• **LISTA DE TAREFAS**
1. Responda com base no texto sobre as eleições:
(a) Em que ano o governo expediu a circular sobre a eleição dos três estados?
(b) Na atualidade, a quem cabe entender nas suspeições?
(c) Segundo o texto, onde está o remédio para quando a câmara eletiva não representa verdadeiramente a escolha da nação?
2. Dê a continuação do texto sobre as eleições, começando logo depois da frase que termina em "n'esta casa".

• **SEÇÃO DE TEXTO**
---+---
Antigamente, disse-me aquelle meu amigo, faziam-se as eleições da seguinte fórma.

Em 1828, por exemplo, quando se mandou proceder á eleição dos tres estados, o governo expediu uma circular, que se acha impressa, em que só recommendava aos juizes de fóra que tivessem por bem proceder ás eleições, mas que deviam attender que os individuos suspeitos não era conveniente que fossem admittidos a votar.

De maneira que os juizes de fóra, no momento da eleição, tinham que dizer a qualquer individuo, de cujas idéas politicas desconfiavam: "O senhor é suspeito, e da parte de El-Rei intimo-o a não votar."

Na actualidade acontece quasi o mesmo. Agora é o administrador do concelho que deve entender nas suspeições, e o ministro do reino (ou quem faz as suas vezes, quando exerce estas funcções o sr. Sampaio) procede de modo que não destoa senão pela fórma do antigo regimen, haja vista a maneira por que se procedeu na eleições de Aveiro, mandando-se proceder duas vezes á eleição de certas corporações, em condições extra-legaes, mandando mesmo suspender a execução das leis, praticando emfim os actos, que aqui e na outra camara se discutiram com relação ás eleições de Belem; e depois de tudo isto, preparado o terreno, diz-se ainda ao administrador do concelho: "olhe que os povos hão de dar o seu voto a fulano, arranje-se como quizer; mas esse fulano é que ha de ser eleito; d'isso dependerá a sua carreira, o seu adiantamento n'ella".

E ahi tem v. exa. armado o campo da corrupção e da violencia; os que têem interesses dependentes da auctoridade, e são muitos; os que têem de lhe prestar contas de confrarias, como administradores; os que têem filhos recenseados ou a recensear; e os que, por pouco esclarecidos, temem demasiadamente a acção da auctoridade, e, mais ainda, as vinganças dos tyranetes ou mandões, que em grande escala se têem creado á sombra d'este governo, buscara o seu socego, abatendo a sua dignidade perante elles; concorrem com o seu voto para virem essas maiorias, que não são a expressão da vontade popular, mas sim da vontade ministerial.

E o que digo com relação a este governo póde applicar-se, em grande parte, a outros governos.

Hei de procurar sempre ser justo, e, por isso direi que quando os governos, sejam quaes forem, quando usam de taes meios para trazerem uma maioria ao parlamento, a camara electiva não representa verdadeiramente a escolha da nação, o remedio para isto está em grandes reformas, que o partido progressista menciona no seu programma, e que agora não seria opportuno desenvolver, mas que é sempre conveniente lembrar.

A constituição, imperfeita como é, procurou a correcção d'esse facto n'esta casa.
---+---
• **SEÇÃO DE DADOS**
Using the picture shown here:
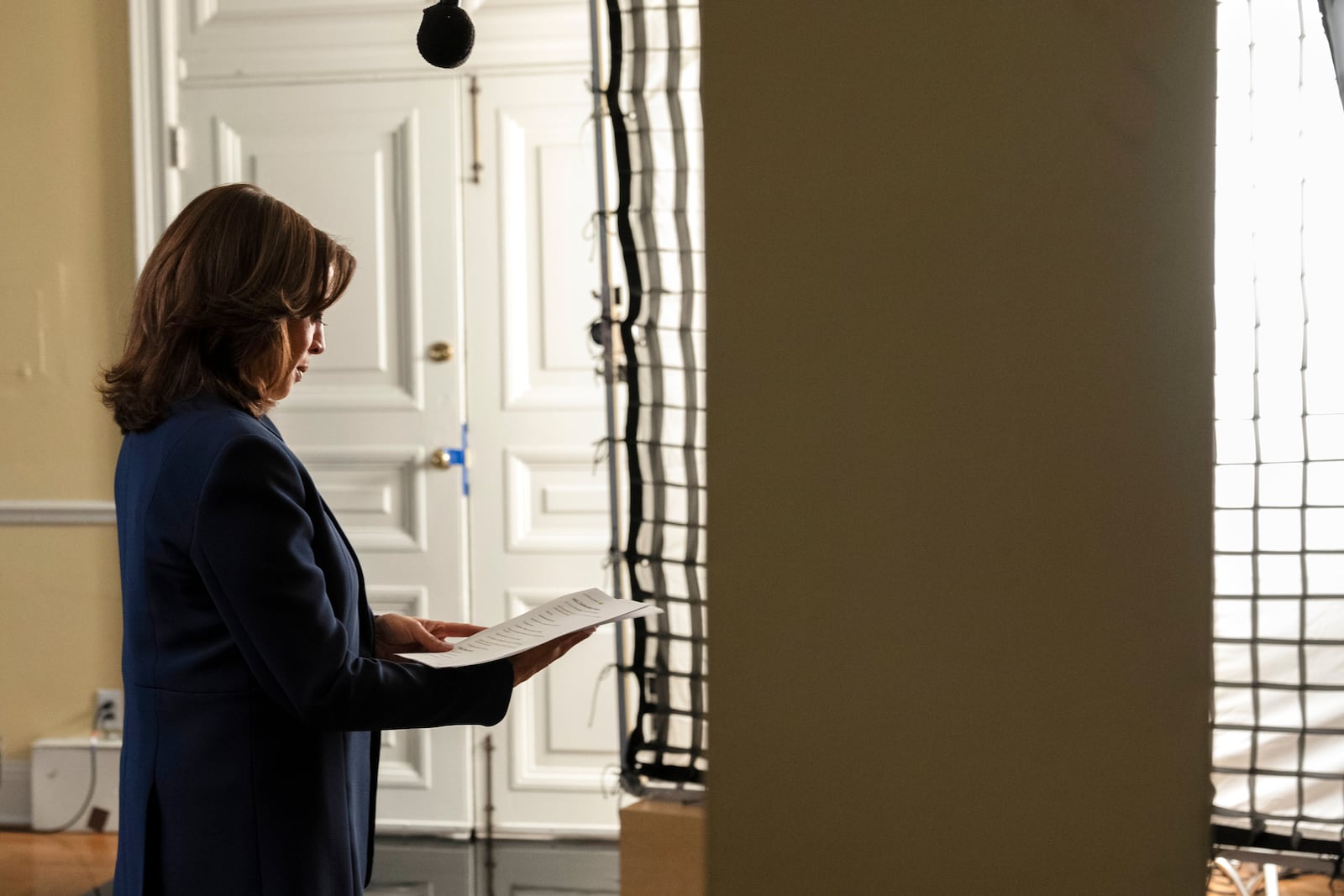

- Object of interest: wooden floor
---+---
• **RESULTADOS ESPERADOS**
1.
(a) Em 1828.
(b) Ao administrador do concelho.
(c) Em grandes reformas que o partido progressista menciona no seu programa.

2.
Não trato agora de saber se é efficaz ou não este meio de correcção, mas se a maioria da camara dos pares for todos os annos alterada para o governo ter, permitta-se-me a expressão, uma maioria de benevolencia e gratidão, então a efficacia do remedio constitucional desapparece, e creio que estaremos muito proximos de nos acharmos nas condições de um governo pessoal, e, longe de se poder considerar este corpo legislativo um elemento da representação nacional, será um poder pessoal de um homem ou quando muito de uma politica.

Não posso, por consequencia, adoptar a doutrina do sr. presidente do conselho, pelo contrario, rejeito-a e combato a com todas as insignificantes forças da minha intellicia.

Agora devo dirigir-me ao meu nobre amigo, o sr. Mártens Ferrão, para lhe dizer que tambem não concordo com a opinião de s. exa. ácerca do direito que temos do discutir as eleições da camara dos senhores deputados.

Sempre respeito a grande intelligencia, saber e elevação de caracter de s. exa., e quando houver duvidas sobre materia de direito, necessariamente me hei de sujeitar ao criterio do meu illustre amigo e collega; mas em materia politica permitta-me que discorde, pois não posso concordar com a sua doutrina.

Vejo que o artigo 139.° da carta constitucional, que não sei se já foi executado alguma vez n'este paiz, nos dá o direito de apreciar por esta fórma a politica do governo quando a não façamos de modo mais efficaz como devia ser.

Esse artigo diz assim:

"As côrtes geraes, no principio das suas sessões examinarão, se a constituição politica do reino tem sido exactamente observada, para prover como for justo."

Creio que nós ainda não cumprimos este preceito da carta.

Parece incrivel que desde a sua outorga, esteja sem ser cumprido um artigo d'ella.

Mas, se olle não foi cumprido, não nos prohibam ao menos o exercicio do direito incontestavel que temos de apreciar a politica de qualquer governo, no exercicio mais ponderoso das suas funcções, qual é o de manter illeso o suffragio do povo, fundamento de todo o nosso direito constitucional.

Desculpe-me o digno par e meu amigo esta minha franca exposição, mas não posso deixar de ver a questão por esta fórma.

O meu amigo, o sr. Costa Lobo, citou hontem aqui um exemplo da mestra constitucional - a Inglaterra - eu quizera que ali fossemos aprender a salvaguardar a liberdade da urna, e tornando a referir me á nomeação de pares lembra-me uma anedocta, que não posso dizer precisamente aonde vem, mas que é exacta.

Quando a camara dos lords n'uma questão altamente importante estava empenhada n'um debate em que o governo se via em perigo de largar as pastas perante ella, houve um ministro que teve a imprudencia de dizer á camara, que ella podia receber em seu seio, por nomeação regia, um certo numero de pares, que alterasse a sua feição.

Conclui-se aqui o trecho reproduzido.